Problems to solve
1. Answer these questions from the 8086 assembler tutorial:
(a) How many general purpose registers does the 8086 CPU have?
(b) What is the size of those registers?
(c) Where are programs loaded in order to be executed?
2. Duplicate the passage of the 8086 assembler tutorial that starts at the words "RAM is a place" and ends after the words "source index register.".

8086 Assembler Tutorial for Beginners (Part 1)

This tutorial is intended for those who are not familiar with assembler at all, or have a very distant idea about it. Of course if you have knowledge of some other programming language (Basic, C/C++, Pascal...) that may help you a lot.
But even if you are familiar with assembler, it is still a good idea to look through this document in order to study emu8086 syntax.

It is assumed that you have some knowledge about number representation (HEX/BIN), if not it is highly recommended to study Numbering Systems Tutorial before you proceed.

What is an assembly language?

Assembly language is a low level programming language. You need to get some knowledge about computer structure in order to understand anything. The simple computer model as I see it:

The system bus (shown in yellow) connects the various components of a computer.
The CPU is the heart of the computer, most of computations occur inside the CPU.
RAM is a place to where the programs are loaded in order to be executed.

Inside the CPU


8086 CPU has 8 general purpose registers, each register has its own name:
  • AX - the accumulator register (divided into AH / AL).
  • BX - the base address register (divided into BH / BL).
  • CX - the count register (divided into CH / CL).
  • DX - the data register (divided into DH / DL).
  • SI - source index register.
  • DI - destination index register.
  • BP - base pointer.
  • SP - stack pointer.

Despite the name of a register, it's the programmer who determines the usage for each general purpose register. The main purpose of a register is to keep a number (variable). The size of the above registers is 16 bit, it's something like: 0011000000111001b (in binary form), or 12345 in decimal (human) form.

4 general purpose registers (AX, BX, CX, DX) are made of two separate 8 bit registers, for example if AX= 0011000000111001b, then AH=00110000b and AL=00111001b. Therefore, when you modify any of the 8 bit registers 16 bit register is also updated, and vice-versa. The same is for other 3 registers, "H" is for high and "L" is for low part.

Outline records
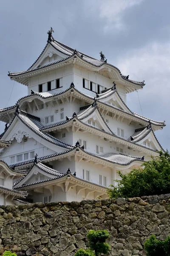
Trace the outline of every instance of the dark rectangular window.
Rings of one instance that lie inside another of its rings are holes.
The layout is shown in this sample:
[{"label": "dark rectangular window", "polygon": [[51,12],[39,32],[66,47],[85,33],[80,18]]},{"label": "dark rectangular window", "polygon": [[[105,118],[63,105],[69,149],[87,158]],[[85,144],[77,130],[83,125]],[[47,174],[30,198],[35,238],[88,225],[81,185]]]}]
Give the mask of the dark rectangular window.
[{"label": "dark rectangular window", "polygon": [[56,88],[60,88],[60,79],[57,79],[56,80]]},{"label": "dark rectangular window", "polygon": [[100,86],[99,84],[97,84],[97,93],[100,93]]},{"label": "dark rectangular window", "polygon": [[47,83],[47,90],[51,90],[51,82],[48,82]]},{"label": "dark rectangular window", "polygon": [[42,84],[39,84],[38,87],[38,91],[39,93],[42,92]]},{"label": "dark rectangular window", "polygon": [[92,82],[90,82],[90,89],[91,90],[93,90],[93,84]]}]

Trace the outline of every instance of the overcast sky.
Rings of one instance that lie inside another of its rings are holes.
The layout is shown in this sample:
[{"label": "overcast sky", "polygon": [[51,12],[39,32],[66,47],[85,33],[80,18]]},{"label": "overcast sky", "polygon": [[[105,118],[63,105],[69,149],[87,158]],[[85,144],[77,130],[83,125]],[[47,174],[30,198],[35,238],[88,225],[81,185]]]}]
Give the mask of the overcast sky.
[{"label": "overcast sky", "polygon": [[[108,63],[130,79],[145,80],[138,94],[142,111],[136,92],[128,95],[127,105],[133,112],[166,121],[155,133],[170,150],[169,0],[0,2],[0,108],[27,94],[27,87],[14,85],[8,72],[27,69],[34,62],[52,26],[56,39],[96,58],[102,50]],[[0,132],[4,127],[1,122]]]}]

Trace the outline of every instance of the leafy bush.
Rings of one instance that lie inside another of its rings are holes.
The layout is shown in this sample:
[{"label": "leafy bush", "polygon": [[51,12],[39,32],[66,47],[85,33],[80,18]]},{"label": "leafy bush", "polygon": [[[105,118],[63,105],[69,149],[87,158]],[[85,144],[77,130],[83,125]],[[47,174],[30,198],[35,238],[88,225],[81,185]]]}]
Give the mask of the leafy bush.
[{"label": "leafy bush", "polygon": [[74,256],[95,256],[94,253],[90,250],[80,249],[76,252]]},{"label": "leafy bush", "polygon": [[170,236],[162,241],[152,235],[144,244],[144,248],[147,256],[170,256]]},{"label": "leafy bush", "polygon": [[108,231],[105,230],[96,231],[91,230],[90,230],[87,236],[89,240],[90,250],[80,249],[78,250],[75,256],[99,256],[102,254],[108,253],[110,247],[105,242],[109,237]]},{"label": "leafy bush", "polygon": [[131,198],[161,195],[170,190],[170,155],[167,151],[160,151],[159,156],[151,157],[145,162],[143,169],[133,169],[129,173],[118,172],[122,179],[116,180],[118,185],[107,189],[110,198]]},{"label": "leafy bush", "polygon": [[15,253],[11,253],[10,251],[6,251],[3,253],[3,256],[17,256]]}]

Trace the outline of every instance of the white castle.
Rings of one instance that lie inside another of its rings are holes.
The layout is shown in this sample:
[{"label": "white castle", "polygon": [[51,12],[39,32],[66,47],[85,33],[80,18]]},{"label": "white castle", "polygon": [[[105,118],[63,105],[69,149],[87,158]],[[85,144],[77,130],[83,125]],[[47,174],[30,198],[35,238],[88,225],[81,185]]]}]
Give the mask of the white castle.
[{"label": "white castle", "polygon": [[118,170],[128,173],[163,150],[154,132],[164,122],[126,104],[144,81],[122,75],[102,52],[96,59],[52,32],[30,67],[9,72],[28,95],[0,109],[0,205],[107,198]]}]

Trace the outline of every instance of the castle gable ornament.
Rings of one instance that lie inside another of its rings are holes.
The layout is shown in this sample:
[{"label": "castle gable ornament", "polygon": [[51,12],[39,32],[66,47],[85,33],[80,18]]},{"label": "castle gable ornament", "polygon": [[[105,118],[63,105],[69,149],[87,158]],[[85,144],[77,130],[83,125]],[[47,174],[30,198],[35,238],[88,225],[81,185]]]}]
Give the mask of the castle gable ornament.
[{"label": "castle gable ornament", "polygon": [[22,131],[21,130],[18,130],[18,131],[12,136],[10,141],[13,140],[14,138],[15,138],[18,143],[21,143],[24,136],[26,137],[28,137],[28,138],[31,138],[31,137],[26,131]]}]

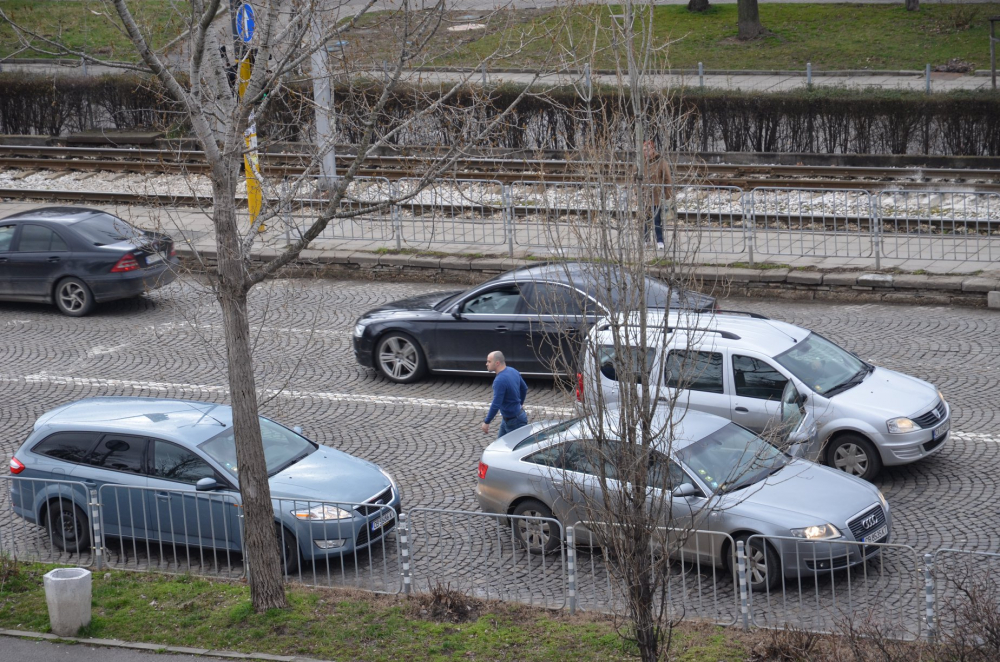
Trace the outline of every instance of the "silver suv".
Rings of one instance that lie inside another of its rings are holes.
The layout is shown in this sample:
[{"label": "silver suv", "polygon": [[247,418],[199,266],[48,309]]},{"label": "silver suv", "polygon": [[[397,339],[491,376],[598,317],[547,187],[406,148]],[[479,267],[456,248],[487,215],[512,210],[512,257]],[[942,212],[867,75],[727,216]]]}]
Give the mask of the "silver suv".
[{"label": "silver suv", "polygon": [[[591,329],[577,389],[581,401],[618,402],[616,376],[627,366],[615,356],[616,344],[619,352],[636,346],[615,343],[607,320]],[[790,380],[817,426],[802,455],[866,480],[883,465],[933,455],[948,440],[951,411],[933,385],[871,365],[802,327],[752,313],[651,312],[646,346],[652,351],[632,350],[627,362],[634,367],[641,355],[657,397],[677,397],[682,406],[755,432],[780,419]]]}]

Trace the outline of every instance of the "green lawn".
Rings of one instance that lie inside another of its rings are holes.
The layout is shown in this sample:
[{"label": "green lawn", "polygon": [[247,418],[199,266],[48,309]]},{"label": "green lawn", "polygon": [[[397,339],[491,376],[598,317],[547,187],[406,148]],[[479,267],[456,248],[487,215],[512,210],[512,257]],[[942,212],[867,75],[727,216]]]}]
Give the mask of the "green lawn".
[{"label": "green lawn", "polygon": [[[187,28],[184,16],[188,3],[184,0],[132,0],[129,8],[140,26],[152,35],[154,48],[163,46]],[[121,21],[110,3],[98,0],[0,0],[0,11],[15,24],[42,37],[63,41],[69,48],[83,50],[110,60],[138,59],[126,38]],[[26,35],[26,38],[32,39]],[[51,46],[35,39],[42,49]],[[21,48],[10,24],[0,18],[0,57],[9,56]],[[55,57],[25,50],[17,57]]]}]

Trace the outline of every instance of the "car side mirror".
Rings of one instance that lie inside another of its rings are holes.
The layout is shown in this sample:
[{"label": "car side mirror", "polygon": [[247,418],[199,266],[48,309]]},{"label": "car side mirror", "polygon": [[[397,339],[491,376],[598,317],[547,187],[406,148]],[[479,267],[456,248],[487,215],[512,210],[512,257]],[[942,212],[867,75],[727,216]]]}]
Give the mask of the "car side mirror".
[{"label": "car side mirror", "polygon": [[678,485],[671,492],[672,495],[674,495],[679,499],[684,497],[694,496],[697,493],[698,493],[698,488],[692,485],[691,483],[684,483],[682,485]]},{"label": "car side mirror", "polygon": [[205,476],[194,484],[194,489],[198,492],[213,492],[219,489],[219,481],[211,476]]}]

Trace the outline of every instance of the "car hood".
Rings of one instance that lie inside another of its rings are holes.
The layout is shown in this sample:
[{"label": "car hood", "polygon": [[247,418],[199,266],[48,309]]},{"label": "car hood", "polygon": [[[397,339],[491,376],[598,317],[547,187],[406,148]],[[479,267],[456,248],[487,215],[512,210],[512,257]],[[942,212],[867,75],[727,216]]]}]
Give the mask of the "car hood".
[{"label": "car hood", "polygon": [[371,462],[325,446],[271,476],[269,483],[275,498],[340,503],[363,503],[390,485]]},{"label": "car hood", "polygon": [[892,418],[923,413],[937,399],[937,389],[931,384],[895,370],[875,368],[865,381],[838,393],[830,401]]},{"label": "car hood", "polygon": [[393,301],[392,303],[387,303],[385,305],[379,306],[378,308],[373,308],[367,313],[359,318],[364,319],[381,319],[389,317],[399,317],[408,316],[413,313],[421,312],[437,312],[434,310],[434,306],[450,296],[459,294],[462,290],[451,290],[449,292],[431,292],[430,294],[421,294],[419,296],[410,297],[409,299],[400,299],[399,301]]},{"label": "car hood", "polygon": [[830,522],[840,528],[875,503],[878,490],[873,485],[842,471],[792,460],[767,480],[726,494],[719,507],[789,527]]}]

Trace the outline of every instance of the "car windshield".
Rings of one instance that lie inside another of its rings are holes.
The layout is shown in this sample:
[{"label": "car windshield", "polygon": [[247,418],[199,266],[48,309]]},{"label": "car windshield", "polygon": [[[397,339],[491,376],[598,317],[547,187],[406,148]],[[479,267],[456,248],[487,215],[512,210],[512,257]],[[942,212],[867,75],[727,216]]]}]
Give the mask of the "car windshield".
[{"label": "car windshield", "polygon": [[[267,463],[268,476],[273,476],[316,450],[316,445],[305,437],[263,416],[260,418],[260,434],[264,442],[264,461]],[[204,442],[199,448],[230,474],[237,475],[239,466],[232,426]]]},{"label": "car windshield", "polygon": [[96,214],[74,223],[71,227],[95,246],[135,241],[146,236],[139,228],[110,214]]},{"label": "car windshield", "polygon": [[868,373],[867,363],[815,333],[774,360],[819,394],[838,390]]},{"label": "car windshield", "polygon": [[677,452],[713,492],[732,492],[759,483],[788,464],[788,457],[735,423]]}]

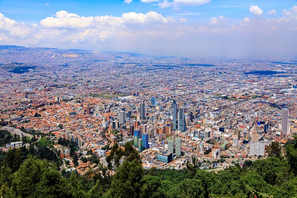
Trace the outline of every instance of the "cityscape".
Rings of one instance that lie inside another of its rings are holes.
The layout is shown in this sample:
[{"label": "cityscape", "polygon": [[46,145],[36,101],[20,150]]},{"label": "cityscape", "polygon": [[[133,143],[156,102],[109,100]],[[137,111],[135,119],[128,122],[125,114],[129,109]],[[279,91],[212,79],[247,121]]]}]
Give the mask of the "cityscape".
[{"label": "cityscape", "polygon": [[1,38],[1,197],[297,196],[296,55],[23,47]]}]

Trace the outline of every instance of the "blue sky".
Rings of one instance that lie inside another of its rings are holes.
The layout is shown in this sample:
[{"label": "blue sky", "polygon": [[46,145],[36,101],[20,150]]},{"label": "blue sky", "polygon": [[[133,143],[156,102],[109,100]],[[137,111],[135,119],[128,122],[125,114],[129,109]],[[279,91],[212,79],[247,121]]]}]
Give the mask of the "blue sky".
[{"label": "blue sky", "polygon": [[193,20],[208,20],[220,15],[241,19],[252,16],[248,11],[248,7],[252,4],[258,5],[266,11],[274,8],[279,13],[296,2],[296,0],[212,0],[200,5],[163,8],[155,5],[158,1],[147,3],[140,0],[134,0],[129,4],[124,3],[124,0],[0,0],[0,13],[16,21],[35,23],[59,10],[84,16],[120,16],[125,12],[147,13],[152,10],[165,17],[187,16]]},{"label": "blue sky", "polygon": [[189,56],[296,55],[297,3],[0,0],[0,45]]}]

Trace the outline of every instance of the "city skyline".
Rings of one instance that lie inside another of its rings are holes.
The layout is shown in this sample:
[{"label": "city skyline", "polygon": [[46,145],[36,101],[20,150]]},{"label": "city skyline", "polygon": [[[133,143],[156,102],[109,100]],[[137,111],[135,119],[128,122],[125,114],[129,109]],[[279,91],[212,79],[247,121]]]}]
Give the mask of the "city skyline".
[{"label": "city skyline", "polygon": [[0,45],[185,57],[297,52],[296,0],[99,1],[0,0]]}]

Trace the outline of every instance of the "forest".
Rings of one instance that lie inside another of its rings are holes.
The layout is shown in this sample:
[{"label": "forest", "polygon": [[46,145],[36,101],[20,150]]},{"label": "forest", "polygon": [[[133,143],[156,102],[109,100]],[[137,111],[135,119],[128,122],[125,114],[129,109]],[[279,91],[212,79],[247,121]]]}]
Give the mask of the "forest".
[{"label": "forest", "polygon": [[[196,160],[184,170],[145,170],[131,143],[115,144],[108,167],[83,175],[60,173],[52,155],[19,148],[1,153],[2,198],[293,198],[297,197],[297,142],[267,148],[268,157],[207,172]],[[44,149],[44,148],[43,148]],[[124,159],[121,163],[121,159]],[[116,170],[112,175],[110,170]]]}]

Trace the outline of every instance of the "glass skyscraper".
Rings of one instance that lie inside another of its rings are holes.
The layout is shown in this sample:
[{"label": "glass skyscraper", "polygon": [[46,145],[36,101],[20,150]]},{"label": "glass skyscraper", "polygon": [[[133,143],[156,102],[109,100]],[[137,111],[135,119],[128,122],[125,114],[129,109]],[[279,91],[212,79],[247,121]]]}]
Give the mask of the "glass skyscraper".
[{"label": "glass skyscraper", "polygon": [[150,99],[150,103],[151,103],[151,105],[156,105],[157,99],[155,97],[154,97],[153,96],[151,97],[151,98]]},{"label": "glass skyscraper", "polygon": [[134,130],[134,147],[136,148],[138,148],[139,145],[138,145],[138,140],[140,138],[140,130],[139,129],[135,129]]},{"label": "glass skyscraper", "polygon": [[140,119],[142,120],[145,120],[146,119],[146,115],[145,112],[146,111],[145,102],[142,102],[140,103]]},{"label": "glass skyscraper", "polygon": [[148,145],[148,134],[147,133],[144,133],[142,137],[144,143],[144,148],[146,149],[148,148],[149,147]]},{"label": "glass skyscraper", "polygon": [[185,117],[185,109],[183,107],[180,107],[178,111],[178,130],[184,131],[187,130],[187,124]]},{"label": "glass skyscraper", "polygon": [[172,104],[172,117],[173,117],[173,130],[178,130],[178,125],[177,125],[177,104],[176,103],[176,100],[173,100],[173,103]]}]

Answers to the exercises
1.
(a) 8
(b) 16 bit
(c) RAM

2.
RAM is a place to where the programs are loaded in order to be executed.

Inside the CPU


8086 CPU has 8 general purpose registers, each register has its own name:
  • AX - the accumulator register (divided into AH / AL).
  • BX - the base address register (divided into BH / BL).
  • CX - the count register (divided into CH / CL).
  • DX - the data register (divided into DH / DL).
  • SI - source index register.